**Dataset rows**
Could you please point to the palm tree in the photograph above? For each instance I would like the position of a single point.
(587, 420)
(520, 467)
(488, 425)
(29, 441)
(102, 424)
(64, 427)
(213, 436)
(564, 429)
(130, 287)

**The request**
Write out every entry above, line for line, with no changes.

**Response to the exercise**
Could you please point to the palm tree in the photograph above? For each instance I would like the position of a single point.
(587, 420)
(520, 467)
(488, 425)
(29, 441)
(102, 424)
(64, 427)
(213, 436)
(564, 429)
(130, 287)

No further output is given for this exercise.